LISTING –

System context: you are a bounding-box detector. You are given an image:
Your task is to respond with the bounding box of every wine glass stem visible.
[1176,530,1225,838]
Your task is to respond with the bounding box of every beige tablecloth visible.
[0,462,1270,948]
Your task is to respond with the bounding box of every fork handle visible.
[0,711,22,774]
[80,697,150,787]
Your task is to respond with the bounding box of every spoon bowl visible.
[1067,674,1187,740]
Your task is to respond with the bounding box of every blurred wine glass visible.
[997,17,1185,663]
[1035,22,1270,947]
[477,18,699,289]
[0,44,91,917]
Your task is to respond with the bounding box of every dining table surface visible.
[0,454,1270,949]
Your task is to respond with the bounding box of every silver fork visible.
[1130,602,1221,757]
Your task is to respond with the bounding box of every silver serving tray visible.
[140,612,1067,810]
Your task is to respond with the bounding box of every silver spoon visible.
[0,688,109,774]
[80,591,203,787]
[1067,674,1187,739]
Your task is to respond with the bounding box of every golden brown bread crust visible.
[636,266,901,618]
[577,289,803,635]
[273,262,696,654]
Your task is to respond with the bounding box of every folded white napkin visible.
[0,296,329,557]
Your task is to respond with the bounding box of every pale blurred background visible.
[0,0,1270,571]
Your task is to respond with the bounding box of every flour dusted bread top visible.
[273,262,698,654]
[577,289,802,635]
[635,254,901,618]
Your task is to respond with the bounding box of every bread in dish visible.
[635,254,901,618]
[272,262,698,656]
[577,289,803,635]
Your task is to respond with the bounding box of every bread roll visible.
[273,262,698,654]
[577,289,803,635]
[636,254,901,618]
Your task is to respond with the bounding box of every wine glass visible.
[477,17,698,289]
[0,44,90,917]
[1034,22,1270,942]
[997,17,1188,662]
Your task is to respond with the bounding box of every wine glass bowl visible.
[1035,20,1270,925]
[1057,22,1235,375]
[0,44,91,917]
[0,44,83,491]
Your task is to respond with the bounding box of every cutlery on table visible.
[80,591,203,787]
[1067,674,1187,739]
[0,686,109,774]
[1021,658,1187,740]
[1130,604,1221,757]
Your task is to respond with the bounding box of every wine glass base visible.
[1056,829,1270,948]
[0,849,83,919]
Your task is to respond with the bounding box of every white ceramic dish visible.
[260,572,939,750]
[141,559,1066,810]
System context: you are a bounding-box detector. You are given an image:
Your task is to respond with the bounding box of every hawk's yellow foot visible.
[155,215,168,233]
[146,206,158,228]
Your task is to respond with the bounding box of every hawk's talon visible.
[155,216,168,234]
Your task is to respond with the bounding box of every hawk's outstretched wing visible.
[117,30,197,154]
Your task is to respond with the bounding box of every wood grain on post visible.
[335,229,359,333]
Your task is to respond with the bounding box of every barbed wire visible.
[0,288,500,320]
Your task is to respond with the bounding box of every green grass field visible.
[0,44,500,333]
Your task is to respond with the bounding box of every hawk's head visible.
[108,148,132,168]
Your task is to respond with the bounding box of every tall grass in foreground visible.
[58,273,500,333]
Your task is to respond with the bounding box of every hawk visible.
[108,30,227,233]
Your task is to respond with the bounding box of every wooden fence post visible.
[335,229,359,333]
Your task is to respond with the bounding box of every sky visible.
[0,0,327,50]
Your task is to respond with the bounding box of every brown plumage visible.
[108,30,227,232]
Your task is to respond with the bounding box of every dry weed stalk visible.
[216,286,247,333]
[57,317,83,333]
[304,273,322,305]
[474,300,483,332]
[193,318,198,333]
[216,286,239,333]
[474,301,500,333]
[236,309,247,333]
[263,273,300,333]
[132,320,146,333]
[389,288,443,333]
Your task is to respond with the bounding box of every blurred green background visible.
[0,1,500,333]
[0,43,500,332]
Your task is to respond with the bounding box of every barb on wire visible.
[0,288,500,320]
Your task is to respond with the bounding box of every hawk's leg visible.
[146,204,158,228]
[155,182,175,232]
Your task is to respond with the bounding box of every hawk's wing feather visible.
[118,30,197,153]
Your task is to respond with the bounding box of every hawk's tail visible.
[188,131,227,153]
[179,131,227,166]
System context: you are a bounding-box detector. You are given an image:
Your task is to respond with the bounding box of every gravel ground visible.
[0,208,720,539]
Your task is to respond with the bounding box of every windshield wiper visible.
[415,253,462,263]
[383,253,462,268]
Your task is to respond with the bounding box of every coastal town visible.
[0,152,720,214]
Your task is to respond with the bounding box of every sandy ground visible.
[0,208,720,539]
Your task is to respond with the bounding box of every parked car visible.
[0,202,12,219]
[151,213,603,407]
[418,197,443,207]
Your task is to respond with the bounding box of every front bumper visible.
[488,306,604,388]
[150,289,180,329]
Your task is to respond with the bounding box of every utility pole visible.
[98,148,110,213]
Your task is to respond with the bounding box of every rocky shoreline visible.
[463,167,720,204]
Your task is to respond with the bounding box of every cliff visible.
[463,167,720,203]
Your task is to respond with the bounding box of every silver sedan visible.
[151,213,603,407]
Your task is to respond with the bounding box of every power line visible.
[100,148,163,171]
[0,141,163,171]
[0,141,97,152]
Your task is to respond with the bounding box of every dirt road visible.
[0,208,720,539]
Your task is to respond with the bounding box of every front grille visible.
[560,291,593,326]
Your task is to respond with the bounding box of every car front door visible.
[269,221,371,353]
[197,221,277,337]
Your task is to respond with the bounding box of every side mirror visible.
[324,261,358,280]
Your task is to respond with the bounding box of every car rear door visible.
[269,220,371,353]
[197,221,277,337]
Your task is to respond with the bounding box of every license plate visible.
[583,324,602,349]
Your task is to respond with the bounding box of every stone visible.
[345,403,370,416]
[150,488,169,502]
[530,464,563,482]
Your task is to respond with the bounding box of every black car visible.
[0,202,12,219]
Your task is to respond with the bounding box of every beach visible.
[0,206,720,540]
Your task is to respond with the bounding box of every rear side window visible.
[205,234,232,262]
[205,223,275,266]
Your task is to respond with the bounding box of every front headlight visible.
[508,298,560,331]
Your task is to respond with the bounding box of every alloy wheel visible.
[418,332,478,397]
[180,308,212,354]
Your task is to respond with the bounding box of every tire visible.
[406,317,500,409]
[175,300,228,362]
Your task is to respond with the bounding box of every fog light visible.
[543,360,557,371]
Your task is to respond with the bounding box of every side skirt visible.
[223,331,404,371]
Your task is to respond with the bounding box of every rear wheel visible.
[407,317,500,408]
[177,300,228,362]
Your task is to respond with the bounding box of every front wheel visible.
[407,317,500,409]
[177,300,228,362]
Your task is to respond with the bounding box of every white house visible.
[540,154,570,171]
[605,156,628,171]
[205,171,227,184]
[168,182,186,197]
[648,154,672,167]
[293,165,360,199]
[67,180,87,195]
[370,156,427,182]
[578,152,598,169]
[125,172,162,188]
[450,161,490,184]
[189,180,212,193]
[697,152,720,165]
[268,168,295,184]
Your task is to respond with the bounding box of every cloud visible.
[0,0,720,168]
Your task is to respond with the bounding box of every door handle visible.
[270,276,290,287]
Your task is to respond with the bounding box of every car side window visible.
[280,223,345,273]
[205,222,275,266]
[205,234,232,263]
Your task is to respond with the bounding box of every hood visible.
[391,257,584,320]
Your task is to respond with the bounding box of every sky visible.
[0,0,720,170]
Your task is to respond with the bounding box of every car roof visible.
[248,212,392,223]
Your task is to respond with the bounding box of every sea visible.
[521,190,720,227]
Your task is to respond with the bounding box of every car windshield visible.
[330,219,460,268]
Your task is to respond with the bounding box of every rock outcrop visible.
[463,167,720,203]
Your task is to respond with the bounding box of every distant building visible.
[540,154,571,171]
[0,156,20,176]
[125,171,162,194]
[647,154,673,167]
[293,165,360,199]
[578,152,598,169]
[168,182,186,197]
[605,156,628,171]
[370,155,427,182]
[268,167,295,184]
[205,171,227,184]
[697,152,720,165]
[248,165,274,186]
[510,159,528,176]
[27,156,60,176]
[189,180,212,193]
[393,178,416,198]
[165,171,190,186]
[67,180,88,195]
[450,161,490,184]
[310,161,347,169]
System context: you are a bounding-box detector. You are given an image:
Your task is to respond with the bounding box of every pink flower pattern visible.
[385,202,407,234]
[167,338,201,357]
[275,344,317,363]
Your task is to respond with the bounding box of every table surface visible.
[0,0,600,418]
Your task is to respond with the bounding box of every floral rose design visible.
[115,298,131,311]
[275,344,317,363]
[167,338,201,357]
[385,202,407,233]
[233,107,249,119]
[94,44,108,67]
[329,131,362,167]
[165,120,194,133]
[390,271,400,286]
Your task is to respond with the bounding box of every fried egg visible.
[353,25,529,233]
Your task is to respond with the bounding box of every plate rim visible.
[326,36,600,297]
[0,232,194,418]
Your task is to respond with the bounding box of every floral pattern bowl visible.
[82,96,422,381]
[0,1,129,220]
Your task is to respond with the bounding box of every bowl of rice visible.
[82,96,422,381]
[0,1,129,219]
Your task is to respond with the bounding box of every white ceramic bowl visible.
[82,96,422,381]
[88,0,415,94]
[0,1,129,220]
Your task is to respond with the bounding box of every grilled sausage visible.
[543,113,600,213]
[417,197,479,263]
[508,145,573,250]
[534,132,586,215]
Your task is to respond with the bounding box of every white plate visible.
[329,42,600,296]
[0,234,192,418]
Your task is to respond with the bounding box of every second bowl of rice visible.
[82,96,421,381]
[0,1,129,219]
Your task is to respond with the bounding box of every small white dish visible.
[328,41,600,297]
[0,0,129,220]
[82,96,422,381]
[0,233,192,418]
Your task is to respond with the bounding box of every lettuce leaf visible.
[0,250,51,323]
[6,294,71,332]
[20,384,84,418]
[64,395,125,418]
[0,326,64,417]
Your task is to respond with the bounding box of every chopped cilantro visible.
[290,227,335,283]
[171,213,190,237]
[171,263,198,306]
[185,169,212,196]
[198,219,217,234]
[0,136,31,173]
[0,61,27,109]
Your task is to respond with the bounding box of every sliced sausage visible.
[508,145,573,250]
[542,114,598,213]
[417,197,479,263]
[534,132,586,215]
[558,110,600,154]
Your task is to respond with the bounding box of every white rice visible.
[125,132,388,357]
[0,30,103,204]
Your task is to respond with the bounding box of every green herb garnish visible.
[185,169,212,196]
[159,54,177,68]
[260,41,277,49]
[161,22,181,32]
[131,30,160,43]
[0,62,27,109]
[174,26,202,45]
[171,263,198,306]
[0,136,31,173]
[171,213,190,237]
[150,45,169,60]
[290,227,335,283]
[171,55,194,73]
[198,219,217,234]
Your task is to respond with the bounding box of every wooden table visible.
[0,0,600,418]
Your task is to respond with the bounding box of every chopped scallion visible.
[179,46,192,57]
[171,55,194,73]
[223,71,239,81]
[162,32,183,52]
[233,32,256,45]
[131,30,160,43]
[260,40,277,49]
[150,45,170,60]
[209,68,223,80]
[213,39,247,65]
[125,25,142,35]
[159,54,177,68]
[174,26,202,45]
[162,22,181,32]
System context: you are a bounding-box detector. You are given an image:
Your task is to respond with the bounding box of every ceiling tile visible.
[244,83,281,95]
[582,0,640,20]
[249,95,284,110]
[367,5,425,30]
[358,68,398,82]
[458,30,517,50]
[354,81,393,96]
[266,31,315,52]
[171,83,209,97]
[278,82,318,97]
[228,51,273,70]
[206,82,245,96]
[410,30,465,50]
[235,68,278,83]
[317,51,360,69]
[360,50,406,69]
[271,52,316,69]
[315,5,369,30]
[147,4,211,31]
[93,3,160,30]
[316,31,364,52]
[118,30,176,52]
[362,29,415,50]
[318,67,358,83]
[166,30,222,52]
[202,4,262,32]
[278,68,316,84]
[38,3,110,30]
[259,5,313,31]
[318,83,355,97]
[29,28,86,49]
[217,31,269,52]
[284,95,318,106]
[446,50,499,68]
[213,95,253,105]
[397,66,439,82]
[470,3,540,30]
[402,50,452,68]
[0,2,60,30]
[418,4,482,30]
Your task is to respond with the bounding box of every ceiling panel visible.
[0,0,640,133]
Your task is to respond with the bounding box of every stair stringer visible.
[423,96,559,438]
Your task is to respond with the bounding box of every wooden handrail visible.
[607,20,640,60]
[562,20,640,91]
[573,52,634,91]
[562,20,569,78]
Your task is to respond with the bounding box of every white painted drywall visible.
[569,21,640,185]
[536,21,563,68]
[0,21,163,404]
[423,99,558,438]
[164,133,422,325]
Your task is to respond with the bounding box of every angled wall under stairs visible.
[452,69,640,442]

WRITTEN TASK –
Format the lines of the listing from the line with "side mirror visible." to the line with "[0,206,720,540]", both included, as a JSON list of strings with one string per line and no blank lines.

WRITTEN ANSWER –
[
  "Your task is to respond with the bounding box of every side mirror visible.",
  "[324,261,358,280]",
  "Your task is to respond with the bounding box of every car rear door visible.",
  "[269,220,371,353]",
  "[197,221,277,337]",
  "Your task is to respond with the bounding box of every license plate visible.",
  "[583,324,602,349]",
  "Your task is to respond with the bounding box of every stone visible.",
  "[345,403,370,416]",
  "[150,488,169,502]",
  "[530,464,563,482]",
  "Your task is to respond with the bounding box of every black car visible.",
  "[0,202,12,219]",
  "Your task is to respond with the bounding box of every beach visible.",
  "[0,206,720,540]"
]